(Dataset rows)
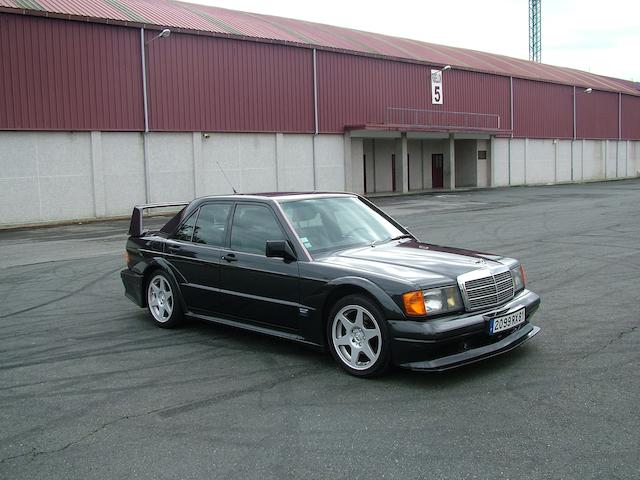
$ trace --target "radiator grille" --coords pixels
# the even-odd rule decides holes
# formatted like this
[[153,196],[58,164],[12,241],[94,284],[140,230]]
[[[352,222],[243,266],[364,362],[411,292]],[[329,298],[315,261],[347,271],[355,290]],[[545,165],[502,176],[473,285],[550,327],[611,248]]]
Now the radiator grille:
[[507,270],[469,280],[464,283],[464,289],[469,310],[490,308],[513,298],[513,277]]

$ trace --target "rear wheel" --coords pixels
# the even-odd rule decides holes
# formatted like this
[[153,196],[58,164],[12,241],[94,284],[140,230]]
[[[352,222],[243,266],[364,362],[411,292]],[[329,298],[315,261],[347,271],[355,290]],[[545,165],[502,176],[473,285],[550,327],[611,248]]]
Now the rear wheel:
[[169,276],[161,270],[151,275],[147,283],[147,306],[154,323],[162,328],[172,328],[183,318],[178,292]]
[[389,334],[380,309],[362,295],[339,300],[327,322],[329,349],[351,375],[372,377],[389,367]]

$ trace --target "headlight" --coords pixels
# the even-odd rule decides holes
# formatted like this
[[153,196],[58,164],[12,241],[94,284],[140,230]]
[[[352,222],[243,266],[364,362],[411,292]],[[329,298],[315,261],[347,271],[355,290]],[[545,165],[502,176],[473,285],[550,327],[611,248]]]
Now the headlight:
[[439,315],[462,310],[462,298],[458,287],[417,290],[402,295],[404,311],[410,317]]
[[522,265],[518,265],[517,267],[511,269],[511,275],[513,276],[514,292],[519,292],[520,290],[524,290],[524,285],[526,282],[524,267]]
[[462,298],[458,287],[433,288],[424,291],[424,306],[427,315],[455,312],[462,309]]

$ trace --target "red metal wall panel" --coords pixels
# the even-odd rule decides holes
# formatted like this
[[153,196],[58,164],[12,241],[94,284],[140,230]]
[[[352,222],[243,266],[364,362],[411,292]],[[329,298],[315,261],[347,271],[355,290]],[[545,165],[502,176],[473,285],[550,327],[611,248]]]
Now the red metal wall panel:
[[142,130],[131,28],[0,14],[0,129]]
[[577,138],[618,138],[618,94],[576,88]]
[[514,78],[513,135],[573,138],[573,87]]
[[172,35],[147,52],[151,130],[314,129],[309,49]]
[[640,97],[622,95],[622,138],[640,140]]
[[443,73],[443,105],[431,103],[430,67],[318,52],[318,123],[321,132],[346,125],[381,124],[385,108],[500,115],[509,128],[509,79],[461,70]]

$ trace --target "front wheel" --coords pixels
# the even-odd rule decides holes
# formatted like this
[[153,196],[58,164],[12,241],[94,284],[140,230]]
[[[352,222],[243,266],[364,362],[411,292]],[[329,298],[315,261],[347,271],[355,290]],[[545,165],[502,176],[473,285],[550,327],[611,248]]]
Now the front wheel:
[[154,272],[147,284],[147,306],[154,323],[172,328],[182,321],[182,308],[169,276],[161,270]]
[[391,360],[389,334],[380,309],[362,295],[338,301],[327,322],[327,340],[333,358],[357,377],[384,373]]

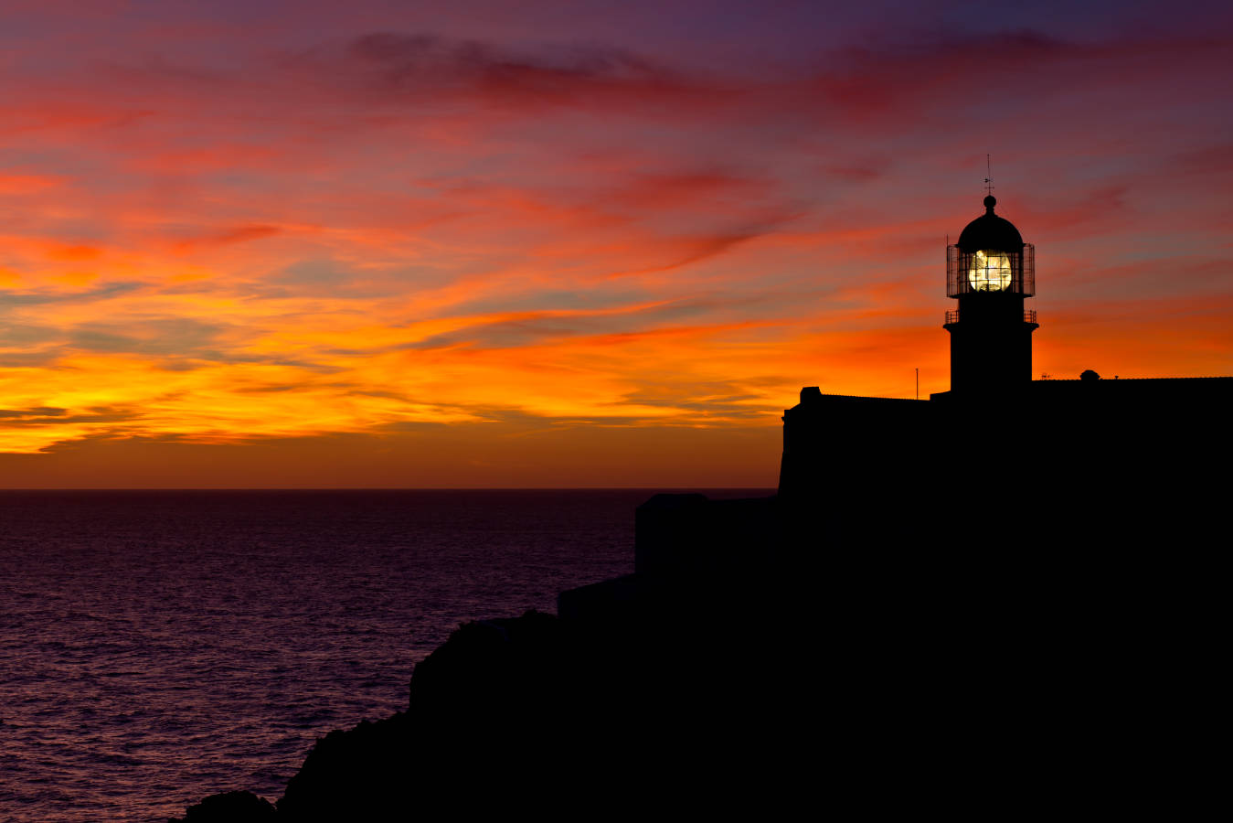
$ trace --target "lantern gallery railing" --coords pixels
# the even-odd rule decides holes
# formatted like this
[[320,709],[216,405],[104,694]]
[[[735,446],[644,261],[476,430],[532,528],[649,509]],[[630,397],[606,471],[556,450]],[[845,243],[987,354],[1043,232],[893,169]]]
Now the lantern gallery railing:
[[[946,312],[946,325],[947,326],[949,326],[951,323],[958,323],[958,322],[959,322],[959,310],[958,308],[952,308],[951,311]],[[1023,311],[1023,322],[1025,323],[1034,323],[1036,322],[1036,310],[1034,308],[1026,308]]]
[[946,296],[980,291],[1010,291],[1031,297],[1036,294],[1036,247],[1022,250],[980,249],[964,252],[946,247]]

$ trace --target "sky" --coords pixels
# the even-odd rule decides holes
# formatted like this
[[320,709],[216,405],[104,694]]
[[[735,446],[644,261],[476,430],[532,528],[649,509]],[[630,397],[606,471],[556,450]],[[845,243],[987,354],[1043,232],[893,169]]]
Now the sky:
[[0,0],[0,487],[766,487],[801,386],[1233,374],[1233,11]]

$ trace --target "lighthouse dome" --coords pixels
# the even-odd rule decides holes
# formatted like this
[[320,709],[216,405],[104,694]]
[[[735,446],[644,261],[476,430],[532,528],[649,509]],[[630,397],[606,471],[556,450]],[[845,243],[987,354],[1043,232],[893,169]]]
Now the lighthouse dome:
[[985,213],[973,220],[959,234],[959,247],[967,254],[996,249],[999,252],[1020,252],[1023,248],[1023,236],[1015,223],[994,213],[997,199],[985,197]]

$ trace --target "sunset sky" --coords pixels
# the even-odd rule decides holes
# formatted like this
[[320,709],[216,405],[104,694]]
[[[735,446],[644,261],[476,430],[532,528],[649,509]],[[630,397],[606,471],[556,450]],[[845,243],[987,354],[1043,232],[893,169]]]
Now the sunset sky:
[[0,0],[0,486],[772,486],[801,386],[1233,374],[1228,4]]

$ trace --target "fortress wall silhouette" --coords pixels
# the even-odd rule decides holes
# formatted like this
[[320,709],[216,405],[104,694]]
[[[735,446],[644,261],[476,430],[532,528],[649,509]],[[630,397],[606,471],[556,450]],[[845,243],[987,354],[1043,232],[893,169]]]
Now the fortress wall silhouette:
[[[633,574],[461,627],[276,807],[232,792],[184,823],[1201,817],[1233,378],[1030,380],[1032,255],[986,210],[969,230],[1025,250],[947,252],[957,389],[803,389],[776,496],[652,497]],[[994,295],[964,290],[973,249],[1009,254],[974,280]]]

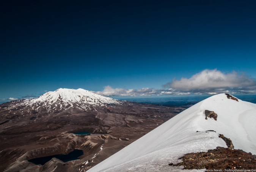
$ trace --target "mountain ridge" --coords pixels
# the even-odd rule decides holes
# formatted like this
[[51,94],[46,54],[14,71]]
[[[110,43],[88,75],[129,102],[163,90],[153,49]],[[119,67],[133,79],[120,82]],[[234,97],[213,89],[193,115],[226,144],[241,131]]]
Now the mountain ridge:
[[[236,97],[235,97],[236,98]],[[235,149],[256,153],[256,105],[212,96],[182,112],[88,171],[182,171],[177,164],[184,154],[227,147],[220,138],[230,138]],[[214,111],[217,120],[206,120],[204,111]],[[215,132],[214,132],[215,131]]]

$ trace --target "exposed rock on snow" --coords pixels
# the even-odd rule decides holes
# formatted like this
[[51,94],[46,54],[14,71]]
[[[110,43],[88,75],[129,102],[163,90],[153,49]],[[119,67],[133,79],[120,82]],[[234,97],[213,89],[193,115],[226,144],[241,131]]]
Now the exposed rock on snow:
[[231,99],[232,100],[234,100],[238,102],[238,99],[237,99],[236,98],[236,97],[234,97],[228,94],[225,94],[227,95],[227,97],[228,97],[228,99]]
[[207,119],[207,117],[210,118],[213,118],[214,120],[217,120],[217,117],[218,115],[217,114],[214,113],[213,111],[210,111],[208,110],[206,110],[204,111],[204,114],[205,114],[205,119]]
[[226,144],[227,145],[227,146],[229,149],[234,149],[234,145],[233,145],[233,143],[232,143],[232,141],[230,140],[230,139],[228,139],[226,137],[224,137],[224,136],[223,134],[219,134],[219,137],[221,138],[225,141],[226,142]]
[[242,150],[223,147],[209,150],[207,152],[188,153],[179,159],[182,161],[176,164],[171,163],[169,165],[182,166],[183,169],[221,169],[223,171],[225,169],[251,170],[256,168],[255,155]]
[[[230,138],[236,149],[255,154],[256,104],[233,100],[222,94],[198,103],[88,172],[181,172],[182,166],[168,164],[180,163],[179,158],[188,153],[227,148],[218,133]],[[205,109],[217,114],[218,120],[206,120]],[[196,132],[207,130],[216,132]]]

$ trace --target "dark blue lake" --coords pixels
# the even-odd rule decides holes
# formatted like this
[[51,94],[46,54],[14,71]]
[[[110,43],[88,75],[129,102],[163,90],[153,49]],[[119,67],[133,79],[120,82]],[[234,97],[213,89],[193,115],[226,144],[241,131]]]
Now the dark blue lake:
[[73,134],[78,135],[91,135],[89,132],[78,132],[77,133],[75,133]]
[[44,165],[44,164],[52,159],[53,158],[56,158],[66,163],[74,160],[79,159],[78,157],[83,155],[83,152],[80,149],[75,149],[68,155],[58,154],[54,155],[37,158],[28,160],[28,162],[33,163],[36,165]]

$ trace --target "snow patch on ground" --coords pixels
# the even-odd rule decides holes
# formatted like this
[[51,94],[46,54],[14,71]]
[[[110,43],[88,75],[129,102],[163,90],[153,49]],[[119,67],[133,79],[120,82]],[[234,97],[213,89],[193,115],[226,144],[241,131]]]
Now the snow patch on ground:
[[[217,120],[205,119],[204,111],[214,111]],[[213,96],[184,111],[94,167],[92,172],[198,171],[170,166],[191,152],[227,147],[218,137],[232,141],[236,149],[256,154],[256,104]],[[214,131],[206,131],[207,130]],[[199,132],[197,132],[196,131]]]

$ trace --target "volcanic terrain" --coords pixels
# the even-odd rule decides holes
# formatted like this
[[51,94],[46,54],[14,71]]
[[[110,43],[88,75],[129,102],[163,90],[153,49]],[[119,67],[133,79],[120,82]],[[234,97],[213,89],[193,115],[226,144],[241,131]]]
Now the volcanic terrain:
[[[172,107],[118,100],[60,89],[34,99],[0,104],[0,171],[85,171],[191,105]],[[78,135],[77,132],[90,135]],[[80,159],[28,160],[74,149]]]

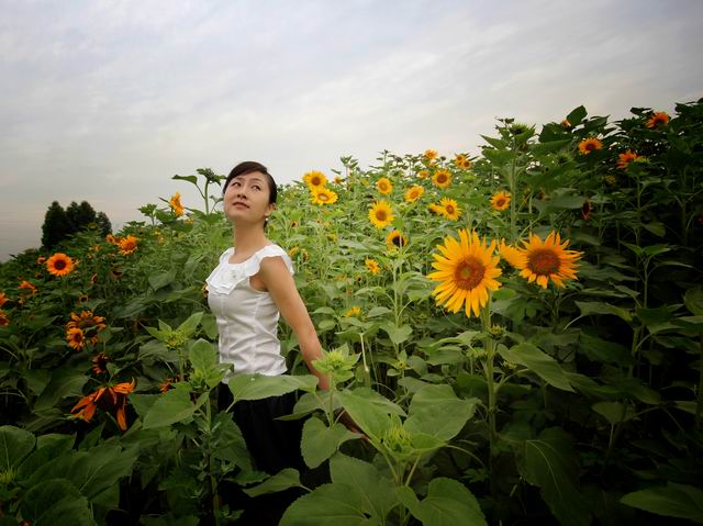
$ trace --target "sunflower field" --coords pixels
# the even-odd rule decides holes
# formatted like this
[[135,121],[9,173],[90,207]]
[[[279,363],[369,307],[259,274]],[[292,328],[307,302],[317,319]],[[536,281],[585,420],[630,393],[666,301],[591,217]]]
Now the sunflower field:
[[703,524],[703,100],[482,138],[280,189],[333,388],[284,324],[291,374],[228,387],[298,393],[309,470],[257,471],[217,409],[221,175],[2,264],[0,526],[236,524],[227,495],[291,489],[283,526]]

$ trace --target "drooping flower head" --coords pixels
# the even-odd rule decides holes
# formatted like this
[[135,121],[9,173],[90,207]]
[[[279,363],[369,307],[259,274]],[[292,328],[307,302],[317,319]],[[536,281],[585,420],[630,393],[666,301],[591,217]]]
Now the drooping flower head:
[[405,191],[405,201],[409,203],[414,203],[417,201],[422,194],[425,193],[425,189],[420,184],[413,184]]
[[176,217],[180,217],[186,212],[186,209],[180,202],[180,193],[176,192],[171,195],[171,199],[168,200],[168,204],[176,214]]
[[322,171],[317,170],[306,172],[303,176],[303,181],[308,184],[310,190],[327,186],[327,178]]
[[376,189],[380,193],[391,193],[393,191],[393,183],[388,177],[381,177],[376,181]]
[[495,280],[502,273],[498,268],[500,258],[493,255],[495,242],[488,245],[486,238],[479,239],[476,231],[469,233],[461,228],[458,240],[447,236],[437,249],[442,254],[434,254],[432,264],[436,271],[427,276],[440,282],[432,292],[437,304],[450,312],[459,312],[465,305],[467,316],[471,313],[479,316],[488,303],[489,290],[498,290],[501,286]]
[[386,200],[375,202],[369,210],[369,220],[377,228],[390,225],[394,219],[393,209]]
[[493,210],[503,211],[510,208],[510,193],[500,191],[491,198],[491,208]]
[[635,154],[632,149],[628,149],[624,154],[618,154],[617,157],[618,157],[617,168],[620,168],[621,170],[625,170],[627,169],[629,164],[633,163],[635,159],[637,159],[639,156]]
[[120,251],[123,255],[127,256],[138,248],[137,247],[138,240],[140,240],[138,237],[135,237],[130,234],[129,236],[120,239],[120,242],[118,243],[118,247],[120,247]]
[[435,175],[432,176],[432,182],[439,188],[447,188],[451,184],[451,174],[444,168],[436,170]]
[[46,260],[46,270],[52,276],[66,276],[74,271],[74,260],[64,253],[56,253]]
[[536,281],[543,289],[551,280],[557,287],[563,287],[563,280],[577,279],[577,260],[582,253],[566,250],[569,242],[561,243],[559,234],[550,232],[545,240],[533,234],[529,242],[523,242],[521,249],[524,259],[516,266],[520,275],[531,283]]
[[334,204],[337,202],[337,192],[330,190],[325,187],[315,188],[312,190],[311,201],[314,204]]
[[602,149],[603,143],[601,143],[595,137],[587,137],[579,143],[579,152],[583,155],[589,155],[591,152],[595,152],[596,149]]
[[647,120],[646,126],[655,128],[667,124],[669,124],[669,114],[666,111],[657,111]]
[[442,215],[444,215],[447,220],[458,221],[461,216],[459,205],[454,199],[442,198],[442,200],[439,201],[439,208],[442,209]]

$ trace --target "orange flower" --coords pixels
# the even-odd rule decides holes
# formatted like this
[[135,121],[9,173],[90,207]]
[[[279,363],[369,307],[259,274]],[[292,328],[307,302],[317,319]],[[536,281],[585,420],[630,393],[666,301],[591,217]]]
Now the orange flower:
[[26,280],[22,281],[18,287],[18,289],[29,290],[30,292],[32,292],[32,295],[36,293],[36,287],[34,287],[32,283],[30,283]]
[[123,237],[122,239],[120,239],[119,242],[119,247],[120,247],[120,251],[122,254],[124,254],[125,256],[132,254],[134,250],[137,249],[137,242],[140,240],[138,237],[135,237],[133,235],[129,235],[126,237]]
[[618,154],[620,160],[617,161],[617,168],[621,170],[625,170],[629,164],[637,159],[639,156],[635,154],[632,149],[628,149],[624,154]]
[[66,276],[74,271],[74,260],[63,253],[56,253],[46,260],[46,270],[52,276]]
[[596,149],[602,148],[603,143],[601,143],[595,137],[588,137],[579,143],[579,152],[581,152],[583,155],[589,155],[591,152],[595,152]]
[[667,124],[669,124],[669,114],[665,111],[658,111],[649,117],[646,126],[649,128],[655,128],[659,126],[666,126]]

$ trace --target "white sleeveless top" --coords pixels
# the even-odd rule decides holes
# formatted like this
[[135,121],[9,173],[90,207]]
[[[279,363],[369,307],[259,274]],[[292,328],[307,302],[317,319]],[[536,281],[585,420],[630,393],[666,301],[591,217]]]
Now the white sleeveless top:
[[228,261],[233,254],[234,248],[227,248],[205,280],[208,304],[217,320],[220,362],[234,363],[235,374],[282,374],[287,367],[278,340],[278,306],[268,292],[254,289],[249,278],[266,257],[281,257],[291,275],[293,264],[278,245],[267,245],[238,264]]

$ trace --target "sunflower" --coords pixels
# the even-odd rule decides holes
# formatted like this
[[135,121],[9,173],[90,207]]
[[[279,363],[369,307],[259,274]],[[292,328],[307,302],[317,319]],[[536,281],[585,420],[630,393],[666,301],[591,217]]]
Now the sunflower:
[[364,265],[366,265],[366,268],[368,269],[368,271],[371,272],[373,276],[378,276],[381,271],[381,268],[378,266],[378,262],[376,262],[375,259],[367,258],[364,261]]
[[100,352],[98,356],[93,357],[92,367],[90,368],[90,370],[96,374],[104,374],[105,372],[108,372],[109,361],[110,359],[108,358],[108,355],[105,355],[104,352]]
[[400,231],[392,231],[386,236],[386,246],[389,250],[401,248],[408,245],[408,237],[405,237]]
[[649,120],[647,121],[646,126],[649,128],[655,128],[659,126],[666,126],[669,124],[669,114],[666,111],[655,112]]
[[458,221],[461,215],[461,211],[459,210],[459,205],[454,199],[442,198],[439,201],[439,206],[442,208],[442,215],[451,221]]
[[525,248],[521,249],[524,259],[517,265],[522,271],[520,275],[531,283],[537,281],[543,289],[547,288],[549,279],[557,287],[563,287],[563,280],[577,279],[576,261],[581,257],[577,250],[565,250],[569,245],[561,243],[559,234],[551,232],[543,242],[533,234],[529,242],[523,242]]
[[451,174],[449,170],[440,169],[435,171],[435,175],[432,176],[432,182],[434,182],[439,188],[447,188],[451,184]]
[[46,260],[46,270],[53,276],[66,276],[74,271],[74,260],[63,253],[56,253]]
[[464,154],[457,154],[454,158],[454,164],[457,166],[457,168],[461,168],[462,170],[471,168],[471,161]]
[[303,176],[303,181],[310,190],[327,186],[327,178],[322,171],[313,170]]
[[425,189],[419,184],[414,184],[405,191],[405,201],[408,201],[409,203],[414,203],[421,198],[423,193],[425,193]]
[[360,317],[361,316],[361,307],[358,305],[354,305],[344,313],[344,317]]
[[74,349],[80,350],[86,346],[86,335],[78,327],[69,328],[66,331],[66,342]]
[[502,211],[510,206],[510,193],[500,191],[491,198],[491,206],[493,210]]
[[621,170],[625,170],[627,169],[629,164],[633,160],[637,159],[639,156],[635,154],[632,149],[628,149],[624,154],[618,154],[617,157],[618,157],[617,168],[620,168]]
[[377,228],[390,225],[394,219],[393,209],[386,200],[375,202],[369,210],[369,220]]
[[488,291],[498,290],[501,283],[495,278],[501,275],[498,268],[499,257],[493,256],[495,242],[487,246],[487,240],[479,239],[476,231],[469,233],[459,230],[459,240],[447,236],[444,245],[438,245],[442,253],[434,254],[433,268],[427,278],[440,283],[432,292],[437,304],[444,304],[450,312],[459,312],[465,305],[467,316],[471,312],[480,315],[480,310],[488,303]]
[[337,202],[337,193],[325,187],[314,188],[311,191],[311,201],[315,204],[334,204]]
[[378,181],[376,181],[376,189],[380,193],[391,193],[393,191],[393,183],[388,177],[381,177]]
[[138,237],[135,237],[131,234],[126,237],[123,237],[122,239],[120,239],[120,243],[118,244],[118,246],[120,247],[120,251],[125,256],[132,254],[134,250],[137,249],[136,245],[138,240],[140,240]]
[[525,256],[520,250],[520,248],[515,248],[512,245],[506,245],[505,239],[501,239],[500,244],[498,245],[498,251],[500,253],[501,257],[505,259],[505,261],[507,261],[515,268],[518,268],[524,262]]
[[181,215],[183,215],[186,209],[180,203],[180,193],[179,192],[176,192],[176,193],[174,193],[171,195],[171,199],[168,200],[168,204],[170,205],[171,210],[176,214],[176,217],[180,217]]
[[596,149],[602,149],[603,143],[601,143],[595,137],[587,137],[579,143],[579,152],[583,155],[589,155],[591,152],[595,152]]

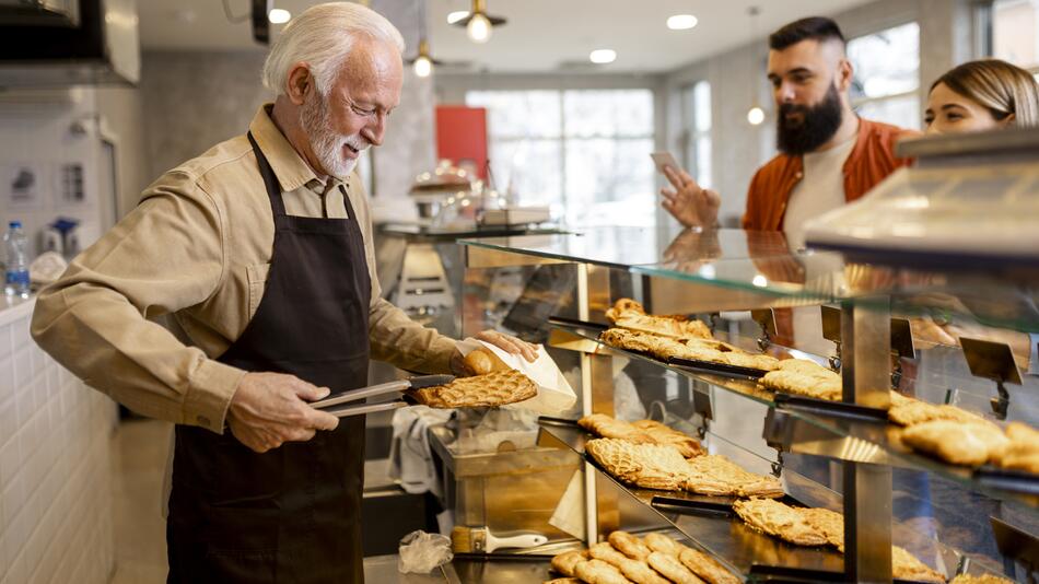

## EXERCISE:
Locate every line in the dataset rows that contains the string "front" and copy each one out. Case counts.

## RESULT OF THE EXERCISE:
$ trace --target "front wheel" --coords pixels
Now the front wheel:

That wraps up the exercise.